* **THE RECORDS**

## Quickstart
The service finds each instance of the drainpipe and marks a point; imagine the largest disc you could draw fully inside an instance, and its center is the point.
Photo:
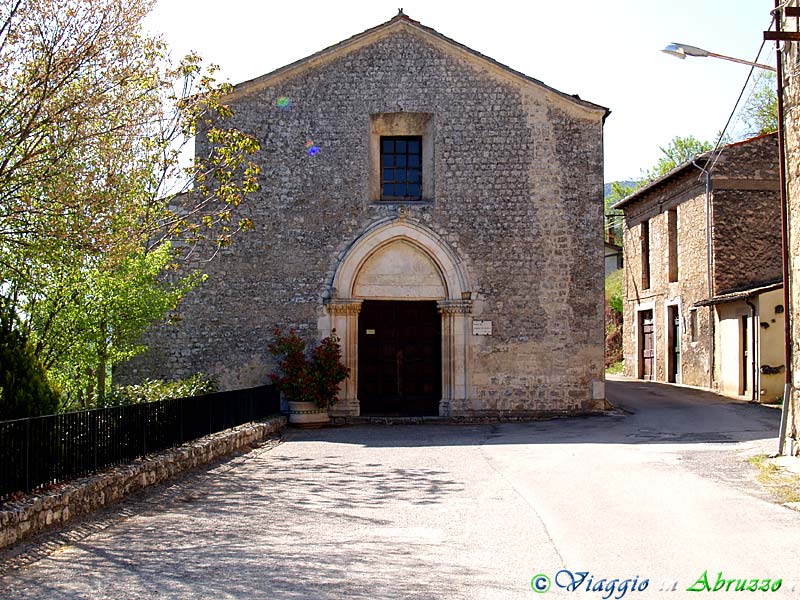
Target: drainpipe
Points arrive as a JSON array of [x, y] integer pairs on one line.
[[787, 332], [754, 327], [709, 276]]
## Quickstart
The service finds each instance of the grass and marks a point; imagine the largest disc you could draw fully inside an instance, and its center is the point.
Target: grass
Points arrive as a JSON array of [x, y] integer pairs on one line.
[[614, 369], [782, 484]]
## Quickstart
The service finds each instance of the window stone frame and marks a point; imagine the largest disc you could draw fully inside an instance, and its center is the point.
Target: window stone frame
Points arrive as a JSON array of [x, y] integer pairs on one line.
[[401, 124]]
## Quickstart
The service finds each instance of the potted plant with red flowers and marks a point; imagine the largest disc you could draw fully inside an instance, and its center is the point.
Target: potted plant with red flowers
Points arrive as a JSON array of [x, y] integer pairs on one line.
[[309, 382]]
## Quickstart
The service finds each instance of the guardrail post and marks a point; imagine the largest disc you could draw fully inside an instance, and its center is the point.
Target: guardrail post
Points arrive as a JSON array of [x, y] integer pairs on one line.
[[27, 455]]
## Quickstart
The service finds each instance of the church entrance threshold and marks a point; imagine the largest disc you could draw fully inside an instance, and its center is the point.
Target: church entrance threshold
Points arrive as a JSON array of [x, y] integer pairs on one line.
[[399, 358]]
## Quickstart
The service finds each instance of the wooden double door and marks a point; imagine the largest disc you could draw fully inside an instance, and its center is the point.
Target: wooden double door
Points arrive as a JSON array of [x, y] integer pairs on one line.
[[399, 358]]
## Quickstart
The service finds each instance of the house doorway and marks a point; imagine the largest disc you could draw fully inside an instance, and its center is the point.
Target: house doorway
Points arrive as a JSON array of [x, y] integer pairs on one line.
[[744, 355], [399, 358], [674, 323], [646, 345]]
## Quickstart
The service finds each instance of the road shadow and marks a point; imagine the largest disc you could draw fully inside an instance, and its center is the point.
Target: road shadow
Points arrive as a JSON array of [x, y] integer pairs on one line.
[[262, 537]]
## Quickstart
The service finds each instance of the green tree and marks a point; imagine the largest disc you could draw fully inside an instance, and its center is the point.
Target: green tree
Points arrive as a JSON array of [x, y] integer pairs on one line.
[[677, 152], [760, 112], [24, 388], [93, 317], [618, 191], [94, 119]]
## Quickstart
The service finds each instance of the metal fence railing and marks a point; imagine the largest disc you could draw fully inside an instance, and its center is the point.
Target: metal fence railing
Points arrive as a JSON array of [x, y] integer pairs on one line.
[[39, 451]]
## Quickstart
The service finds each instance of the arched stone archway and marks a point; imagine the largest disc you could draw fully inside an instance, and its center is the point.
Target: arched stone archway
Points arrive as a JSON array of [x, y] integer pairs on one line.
[[400, 259]]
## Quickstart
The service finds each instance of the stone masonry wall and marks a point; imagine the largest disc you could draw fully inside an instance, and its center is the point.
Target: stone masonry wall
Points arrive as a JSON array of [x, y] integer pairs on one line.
[[518, 197], [36, 513], [687, 196], [746, 227]]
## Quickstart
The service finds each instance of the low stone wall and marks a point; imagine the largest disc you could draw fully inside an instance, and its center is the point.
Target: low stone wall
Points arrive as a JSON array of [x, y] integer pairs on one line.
[[35, 513]]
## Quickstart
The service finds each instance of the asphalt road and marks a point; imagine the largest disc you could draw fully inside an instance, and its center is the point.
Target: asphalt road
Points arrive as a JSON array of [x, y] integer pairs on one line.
[[660, 491]]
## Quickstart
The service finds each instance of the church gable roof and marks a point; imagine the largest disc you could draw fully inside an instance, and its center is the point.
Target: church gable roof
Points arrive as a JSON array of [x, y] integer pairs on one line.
[[403, 22]]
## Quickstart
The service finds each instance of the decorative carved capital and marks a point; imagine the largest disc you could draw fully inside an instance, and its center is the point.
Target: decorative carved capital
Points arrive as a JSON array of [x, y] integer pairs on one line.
[[450, 307], [343, 307]]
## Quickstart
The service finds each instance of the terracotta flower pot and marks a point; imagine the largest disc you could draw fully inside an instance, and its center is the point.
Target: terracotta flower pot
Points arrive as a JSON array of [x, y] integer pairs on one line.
[[307, 415]]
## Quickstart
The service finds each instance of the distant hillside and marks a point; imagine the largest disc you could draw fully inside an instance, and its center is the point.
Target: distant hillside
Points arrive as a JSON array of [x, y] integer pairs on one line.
[[607, 186]]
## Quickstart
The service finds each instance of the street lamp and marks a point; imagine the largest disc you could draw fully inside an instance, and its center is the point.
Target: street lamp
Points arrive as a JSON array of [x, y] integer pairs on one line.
[[683, 50]]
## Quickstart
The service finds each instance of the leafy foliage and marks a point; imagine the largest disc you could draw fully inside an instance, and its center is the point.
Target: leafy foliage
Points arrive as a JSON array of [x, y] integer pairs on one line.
[[760, 112], [613, 317], [613, 290], [24, 388], [94, 116], [303, 379], [677, 152], [618, 191], [109, 307], [152, 390]]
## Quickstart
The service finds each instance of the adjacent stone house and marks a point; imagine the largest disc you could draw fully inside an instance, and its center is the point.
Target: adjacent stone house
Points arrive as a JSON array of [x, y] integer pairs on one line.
[[441, 211], [703, 300]]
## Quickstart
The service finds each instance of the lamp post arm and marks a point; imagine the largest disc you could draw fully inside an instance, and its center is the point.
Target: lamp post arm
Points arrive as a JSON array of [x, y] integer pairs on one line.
[[743, 62]]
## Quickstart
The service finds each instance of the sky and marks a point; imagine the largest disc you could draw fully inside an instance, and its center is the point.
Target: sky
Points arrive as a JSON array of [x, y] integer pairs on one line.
[[605, 51]]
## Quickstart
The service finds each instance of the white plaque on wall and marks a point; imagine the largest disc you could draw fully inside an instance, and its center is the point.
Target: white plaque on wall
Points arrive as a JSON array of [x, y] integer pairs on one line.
[[481, 328]]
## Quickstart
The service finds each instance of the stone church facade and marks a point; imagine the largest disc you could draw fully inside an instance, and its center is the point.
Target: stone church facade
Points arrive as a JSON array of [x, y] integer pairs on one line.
[[442, 212]]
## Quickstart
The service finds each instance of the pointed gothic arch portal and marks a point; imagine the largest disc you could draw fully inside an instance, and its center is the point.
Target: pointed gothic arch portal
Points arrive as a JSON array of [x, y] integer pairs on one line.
[[404, 270]]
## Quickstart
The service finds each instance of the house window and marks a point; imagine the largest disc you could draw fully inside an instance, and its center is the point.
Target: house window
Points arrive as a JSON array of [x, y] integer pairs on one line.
[[693, 324], [401, 151], [645, 233], [672, 235], [401, 167]]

* **REQUIREMENTS**
Copy the listing word for word, excluding its pictures.

* **TASK OUTPUT**
## Quickstart
The service finds each instance of the drainpipe and marks a point; imagine the largest disc you could draw fully inside an instance, and its center is the point.
Photo:
Target: drainpipe
Points arrive as a JSON array of [x, y] integer pairs on one line.
[[787, 332], [754, 327], [709, 276]]
## Quickstart
The service finds each instance of the grass and marks a point; imagine the largest disc you could draw fully inside an instance, and its center is the point.
Target: grass
Points arrive as a JSON array of [x, y] integer pairs on one line.
[[614, 369], [782, 484]]
## Quickstart
The service finds each instance of the window stone frame and marks a point; imagine the largest disc you could draw fully inside an instance, and its center is the point.
Target: window stone frame
Points arrive as a JSON array of [x, y] integer pairs on one line.
[[401, 124]]
## Quickstart
The service finds each instance of the potted plant with red flowers and marks a point; imagine the largest disc you could draw fully inside an instance, and its center is the point.
Target: potted plant with red flowers
Points arrive as a JSON array of [x, y] integer pairs on one line.
[[309, 382]]
## Quickstart
The service finds each instance of the guardrail post and marks a point; imagine the largest disc you could draw fully inside an instance, and its center is the point.
Target: guardrail post
Points arrive as a JSON array of [x, y] integer pairs on one line.
[[27, 455]]
## Quickstart
The service finds each instance of the church entrance threshold and marks a point; imagine the largest disc you could draw fully inside an instance, and its center is the point.
Target: church entrance threshold
Points arrive as a JSON array of [x, y] integer pairs on one line.
[[399, 358]]
## Quickstart
The service finds each instance of the wooden double door and marks a point; imagine the largest disc you could draw fully inside an instance, and its center is the point.
Target: wooden double door
Points arrive as a JSON array of [x, y] integer pairs on one line.
[[399, 358]]
## Quickstart
The service finds each instance of the house doorway and marks a point; imagine the largest disc you could draw fully inside an instance, and its center is the point.
Target: house doorway
Points arrive as a JSON array of [x, y] integer pairs on one line.
[[744, 355], [399, 358], [674, 323], [646, 345]]
## Quickstart
The service finds each instance of the road shadow and marks a point; imagine the largest disc you could draw fully inside an instance, and its center is the point.
Target: road shadow
Points arrive as a JSON array of [x, y] integer pairs on one line.
[[262, 537]]
## Quickstart
The service finds each instance of the green tree and marks a point; imagine the largest disc you could draw fully inside an instance, and its center is the point.
Target: green tree
Points arrive as a JSON array of [x, y] integer pairs on one line.
[[677, 152], [760, 112], [24, 388], [93, 317], [618, 191], [94, 119]]
## Quickstart
The service finds each instance of the metal fence railing and marks a point; imagine the largest disc you could draw fully inside an instance, and its center is the point.
Target: metal fence railing
Points arrive as a JSON array of [x, y] integer pairs on one line.
[[39, 451]]
## Quickstart
The service finds each instance of the arched stone archway and marks a point; imagine the largest disc you could draw fully inside an instance, and its center is the point.
Target: arched stone archway
Points arrive as a JSON array of [x, y] integer pairs on one line.
[[400, 259]]
## Quickstart
The service finds each instance of the stone masonry wall and marks a point; imagine the largest disc you could draw fully inside an instance, and its center is the point.
Target: stone masonry wall
Points arrive as a JSON array of [x, y] integer pairs on one line.
[[518, 197], [36, 513], [687, 196], [746, 227]]
## Quickstart
The service finds each instance of the low stone wall and marks a point; imagine the largest disc you could draw fully inside an instance, and its center is the point.
Target: low stone wall
Points arrive as a JSON array of [x, y] integer pairs on one line.
[[35, 513]]
## Quickstart
The service finds each instance of the asphalt road and marks a point; imagine the largest disc you could draw fully inside an instance, and its center is the point.
Target: asphalt road
Points arrive as a JSON array of [x, y] integer pairs on one line.
[[660, 491]]
## Quickstart
The service finds each instance of the church gable roof and marks a point; imagine the largest disc you could draw fully inside an instance, and its center is the point.
Target: church gable roof
Points arrive as a JSON array of [x, y] integer pairs on one line.
[[403, 22]]
## Quickstart
The service finds each instance of the decorative carved capital and marks a point; imagine the largest disc you could draw fully inside an instance, and its center is the point.
Target: decorative carved capital
Points arrive as a JSON array of [x, y] integer pairs on one line.
[[450, 307], [343, 307]]
## Quickstart
The service finds each instance of the terracotta flower pot and marks a point; imagine the largest disc you could draw fully inside an instance, and its center is the point.
Target: terracotta flower pot
Points arrive as a JSON array of [x, y] integer pairs on one line.
[[307, 415]]
## Quickstart
The service finds each instance of the distant hillside and marks a point; imagine the largest disc you could draw fully inside an instance, and its center is the point.
Target: distant hillside
Points arrive as a JSON array of [x, y] integer pairs on one line.
[[607, 186]]
## Quickstart
The service finds each instance of the street lamp and marks a point; imagine the largest disc you could draw fully inside an instance, and its center is the point.
Target: street lamp
Points arrive as a JSON array of [x, y] integer pairs on one line.
[[683, 50]]
## Quickstart
The service finds each instance of the leafy foliage and marks a point; imagine the largest disc you could draw fully inside an instance, and its center is the point.
Target: leafy foliage
Points arrive as a JSON array of [x, y] integer pairs on one line.
[[760, 112], [613, 317], [613, 290], [24, 388], [94, 116], [303, 379], [677, 152], [618, 191], [109, 307], [152, 390]]
## Quickstart
The service finds each instance of the adjacent stone house and marks a point; imagine the largest disc you could draw fully inside an instance, and its center is the point.
Target: adjacent stone house
Points arrive as a JSON array of [x, y] integer pairs on one line.
[[441, 211], [703, 300]]
## Quickstart
The service finds each instance of the lamp post arm and marks a point; imagine the largest disc you could draw fully inside an instance, and its center is the point.
Target: lamp post arm
Points arrive as a JSON array of [x, y] integer pairs on one line.
[[743, 62]]
## Quickstart
The service finds each instance of the sky and marks a point; imagine the largest disc you could draw fully inside an instance, and its center is the point.
Target: sky
Points arrive as a JSON array of [x, y] integer pairs on one line.
[[605, 51]]
## Quickstart
The service finds each instance of the white plaque on wall and marks a point; imagine the largest disc you could draw fully inside an instance, and its center is the point.
Target: white plaque on wall
Points arrive as a JSON array of [x, y] integer pairs on one line.
[[481, 328]]
## Quickstart
The service finds each instance of the stone church facade and marks a point; imagine the largest disc you could draw fully inside an instance, and its center is the point.
Target: stone church facade
Points arrive as a JSON array of [x, y] integer pairs on one line.
[[442, 212]]
## Quickstart
The service finds each instance of the pointed gothic arch portal and marks a point; imagine the largest disc you could draw fully inside an instance, and its center is the point.
Target: pointed gothic arch portal
Points arrive as a JSON array of [x, y] integer pairs on one line.
[[404, 270]]
## Quickstart
The service finds each instance of the house window and marks a point; imagine the largest disc you could draw fully inside an instance, and its center is the point.
Target: house window
Points arrive as a JSON array of [x, y] integer pairs on one line.
[[693, 324], [401, 151], [645, 233], [672, 235], [401, 167]]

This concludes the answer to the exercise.